# START OF DATASET

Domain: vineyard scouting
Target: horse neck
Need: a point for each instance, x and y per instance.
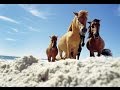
(50, 46)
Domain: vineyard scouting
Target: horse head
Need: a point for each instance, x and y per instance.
(53, 40)
(82, 19)
(93, 29)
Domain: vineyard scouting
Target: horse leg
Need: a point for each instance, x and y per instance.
(79, 51)
(68, 51)
(53, 59)
(49, 58)
(92, 54)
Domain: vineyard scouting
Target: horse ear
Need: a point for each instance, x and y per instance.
(50, 36)
(89, 22)
(75, 13)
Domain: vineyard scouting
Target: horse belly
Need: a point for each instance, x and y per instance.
(54, 52)
(62, 43)
(95, 46)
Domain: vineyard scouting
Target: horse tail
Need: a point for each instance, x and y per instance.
(106, 52)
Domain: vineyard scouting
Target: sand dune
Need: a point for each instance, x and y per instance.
(89, 72)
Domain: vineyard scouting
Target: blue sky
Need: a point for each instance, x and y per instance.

# END OF DATASET

Edit all the records above so that "vineyard scouting" is replaced by "orchard survey" and every other line stays as it is. Leave the pictures out of your answer.

Domain: orchard survey
Target: horse neck
Need: a point for each instance, x and y per instance.
(50, 46)
Domain: orchard survey
Target: horse head
Need: a point for each instance, x and y per instance.
(53, 40)
(82, 19)
(93, 29)
Domain: orchard survey
Target: horse leg
Need: a point for each instance, x and y per instance.
(79, 51)
(68, 51)
(53, 59)
(49, 58)
(92, 54)
Domain: orchard survey
Target: horse ear
Need: a point for each instance, x and y per instance.
(50, 36)
(89, 22)
(75, 13)
Domain: orchard survey
Target: horse belly
Need: a point for each instance, x and y per instance.
(54, 52)
(62, 43)
(95, 46)
Domain: orchard survey
Target: horse tail
Need: a point for each instance, x and y per instance.
(106, 52)
Domain: orchard survey
Target: sand dune
Need: a point for each instance, x and y per instance.
(89, 72)
Domain: orchard survey
Target: blue sky
Need: a point for each instance, x and y per instance.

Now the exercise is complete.